:: TEXTO FORNECIDO ::

E a luz brilhou nas trevas (Jo. 1,5)
Tomada de posição do Cardeal Patriarca face ao atentado de Nova Iorque.
D. José Policarpo
E a luz brilhou nas trevas (Jo. 1,5)
1. Ao encetar esta presença, que espero seja mensal, nas páginas da "Voz da Verdade", não posso deixar de meditar convosco nos dramáticos acontecimentos das últimas semanas, que tendo atingido directamente o Povo dos Estados Unidos da América, encerram um significado para toda a humanidade, neste início do séc.º XXI. É que um dos frutos da nossa fé cristã é ser luz que nos permite ler os acontecimentos da história humana, captando-lhe as interpretações e exigências para a edificação do Reino de Deus.
O primeiro elemento significativo é a sua brutal surpresa. A ordem mundial decorria na sua rotina assumida e eis que de repente tudo é posto em questão, obrigando-nos a pôr questões sobre o sentido da civilização que edificamos, sobre as injustiças e desarmonias a que nos habituámos, sobre movimentos de fundo que desconhecíamos. O Senhor Jesus avisou-nos que a hora do Reino virá de surpresa, como um ladrão!
A crueldade dos acontecimentos, expressão dramática do desrespeito pela pessoa humana e pela sua dignidade, alertam-nos para a injustiça e inutilidade da violência como caminho para encontrar soluções para os problemas da humanidade. Dos nossos corações perturbados tem de brotar um grito decisivo contra a violência, que se traduza nos nossos comportamentos diários, na construção generosa da harmonia, da fraternidade e da paz.

:::

__EXERCÍCIOS PROPOSTOS__.
1 - Responda com base no texto fornecido:
(a) Nas páginas de que título espera o autor ter uma presença mensal?
(b) Qual é, segundo o texto, o primeiro elemento significativo dos acontecimentos?
(c) A que comparou o Senhor Jesus a vinda da hora do Reino?
2 - Enumere todos os temas sobre os quais, segundo o texto fornecido, os acontecimentos nos obrigam a pôr questões.

:: DADOS APRESENTADOS ::

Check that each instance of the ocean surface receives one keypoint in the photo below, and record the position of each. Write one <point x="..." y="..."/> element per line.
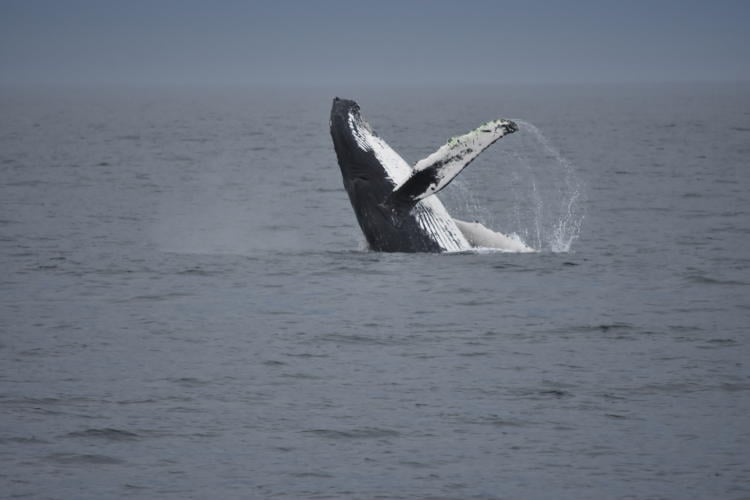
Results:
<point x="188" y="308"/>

:::

__RESPOSTAS POR EXERCÍCIO__.
1 -
(a) Nas páginas da "Voz da Verdade".
(b) A sua brutal surpresa.
(c) A um ladrão, por vir de surpresa.

2 -
- O sentido da civilização que edificamos
- As injustiças e desarmonias a que nos habituámos
- Os movimentos de fundo que desconhecíamos